■ **Work to do**
Repeat, line for line, the entries printed below.

Point labeling examples
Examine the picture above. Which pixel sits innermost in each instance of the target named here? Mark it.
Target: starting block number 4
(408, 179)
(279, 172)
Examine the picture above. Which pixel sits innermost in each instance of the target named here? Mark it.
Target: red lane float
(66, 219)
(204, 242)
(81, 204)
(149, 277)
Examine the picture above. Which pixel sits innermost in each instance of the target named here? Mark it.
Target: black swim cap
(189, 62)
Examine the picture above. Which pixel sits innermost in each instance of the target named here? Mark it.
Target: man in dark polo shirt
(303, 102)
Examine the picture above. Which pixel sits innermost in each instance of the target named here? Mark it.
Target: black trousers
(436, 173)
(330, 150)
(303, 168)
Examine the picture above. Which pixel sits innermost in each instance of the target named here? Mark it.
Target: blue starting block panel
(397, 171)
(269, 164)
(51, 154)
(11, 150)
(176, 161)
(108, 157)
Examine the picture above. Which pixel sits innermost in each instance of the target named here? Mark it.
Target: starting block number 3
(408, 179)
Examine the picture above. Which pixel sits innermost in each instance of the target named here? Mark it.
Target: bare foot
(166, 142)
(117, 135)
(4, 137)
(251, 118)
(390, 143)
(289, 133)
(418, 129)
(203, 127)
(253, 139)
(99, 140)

■ **Reply to the task**
Examine the picture above. Which pixel sits innermost in each instance of the target named here? Mark it.
Target: starting block number 4
(408, 179)
(279, 172)
Examine the picture above. Which pixel sits innermost in each instance of the target named here? Mark it.
Target: red lane float
(66, 219)
(204, 242)
(81, 204)
(149, 277)
Examine the picture above. Which pixel sits innermost in each instance of the target named here? Mark it.
Target: black swim cap
(189, 62)
Examine the picture above. Which pixel sits innermost in each instance of the target named here? Mark it.
Target: man in dark polo shirt
(303, 102)
Examine the picture above. Which pixel sits innermost in each instance of the target named here? Mark it.
Target: black trousers
(436, 173)
(330, 150)
(303, 168)
Examine the picture above. Which pixel sits innermost in each instance of the target named here? Mark it.
Target: blue starting block panel
(397, 171)
(269, 164)
(51, 154)
(11, 150)
(176, 161)
(108, 157)
Examine the picture above. Which pixel sits innermost in each instance of the target named here? Mark it.
Target: starting block number 3
(408, 179)
Examine the picture above. Which pixel sits innermost in each instance of the target named here? Mark it.
Target: bare foot
(166, 142)
(117, 135)
(4, 137)
(251, 118)
(390, 143)
(289, 133)
(418, 129)
(203, 127)
(253, 139)
(99, 140)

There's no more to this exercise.